**AUSGANGSTEXT**
-=-=-=-=-

Es sind nicht nur Länder mit Ebbe in der Staatskasse, die sich eine konventionelle Luftwaffe nicht leisten können: Ein internes Papier des Kommandanten der US-Marines, des Generals David Berger, empfiehlt, sich von Waffensystemen mit geringer Operationsfreiheit zu trennen und stattdessen auf unbemannte Flugkörper zu setzen. „Wir könnten uns der falschen Annahme hingeben, daß die neuen Technologien sehr komplizierte und teure Waffensysteme hervorbringen werden, aber ich glaube, die Entwicklung geht in Richtung Modelle, die die Verteidigungssysteme des Gegners z.B. mit einem Haufen (verhältnismäßig!) preisgünstiger Drohnen ausschalten könnten. China und die USA experimentieren bereits mit Drohnen, die als eine Art großer Bienenschwarm funktionieren. Es gibt kein Land der Welt mit einer militärischen Minimal-Ausstattung, das nicht den Einsatz von Drohnen bei seinen Streitkräften untersucht“, betont der Analyst.

Die meiste Besorgnis ruft allerseits hervor, daß es bisher kein effizientes Abwehrsystem gegen sie gibt.
_____________

Die Konflikte dienen der Türkei als Schaufenster, um ihre Technologie zu bewerben: Katar, die Ukraine, Pakistan und Serbien haben türkische Drohnen gekauft bzw. Interesse an ihnen bekundet.

„Die Türkei hat die USA, China oder Israel noch nicht als Drohnenproduzent überholt“, schränkt Gettinger ein, „aber sie verwandelt sich in einen expandierenden Markt.“ (Soll wohl heißen: in einen aufsteigenden Produzenten und Verkäufer.)

Die größte Schwäche der türkischen Industrie ist ihre Abhängigkeit von ausländischer Technologie. Aufgrund ihres Drohneneinsatzes in Karabach und Libyen hat Kanada ein Verbot für den Verkauf gewisser unentbehrlicher Bauteile für die TB2 an die Türkei verhängt. „Diese Lieferungen zu ersetzen wird die Türkei zweifelsohne Zeit und Geld kosten“, räumt Mevlutoglu ein. Er weist aber darauf hin, daß mit der Ukraine Abkommen getroffen wurden, um diese Lieferungen zu ersetzen und eine gemeinsame Drohnenproduktion anzuleiern.

Außerdem wird versucht, vor Ort eine Ersatzproduktion aufzuziehen. Hier kämpft die Türkei mit einem Brain Drain, der durch politische Säuberungen und die schlechte Wirtschaftslage hervorgerufen wurde und wird.

-=-=-=-=-

**AUFGELISTETE EINTRÄGE**
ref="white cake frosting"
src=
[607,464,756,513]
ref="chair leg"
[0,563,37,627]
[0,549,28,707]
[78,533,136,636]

-=-=-=-=-

**ANWEISUNG**
Führe den Text über Militärdrohnen im Anschluss an seinen letzten Satz weiter. Die Zeilen sind eigenständiges Material und gehören nicht zum Text über Militärdrohnen.

**ANTWORT**
Dennoch hat die ganze Drohnenentwicklung durch Sanktionen ihren Anstoß erhalten.

Alles begann in den steilen Schluchten im Südosten der Türkei, an der Grenze zum Irak, in denen sich die Kämpfer der PKK mit Leichtigkeit bewegten und dem türkischen Militär empfindliche Schläge versetzten. In den 90-er Jahren wurden hier erstmals Aufklärungsdrohnen GNAT eingesetzt. Als Ankara jedoch von den USA andere ausgefeiltere Modelle wie den Predator oder den Reaper kaufen wollte – deren Export durch den Kongreß genehmigt werden muß – weigerten sich die USA.

Die Türkei hatte auch Probleme mit den Drohnen der Marke Heron aus israelischer Produktion, deren Lieferung sich über Jahre hinzog.

So wurde beschlossen, in eine eigene Drohnenproduktion zu investieren. Um 2005 herum machte ein junger Ingenieur, der in den USA ausgebildet worden war, die Militärführung darauf aufmerksam, daß die unbemannten Flugkörper die Technologie der Zukunft seien. Heute ist seine Firma der Hauptlieferant von Drohnen für die türkischen Streitkräfte. Die Drohnen Bayraktar haben sich zum Stolz des Landes entwickelt, und er selbst, Selçuk Bayraktar, heiratete 2016 die Tochter des Präsidenten Erdogan.

Eine Bayraktar TB2-Drohne auf dem türkischen Flughafen Geçitkale (Nordzypern!) im Dezember 2019. Bayraktar heißt übrigens „Fahnenträger“.
__________________________________________

Die Drohnen entwerten also alle möglichen konventionellen Waffen- und Abwehrsysteme in Ost und West.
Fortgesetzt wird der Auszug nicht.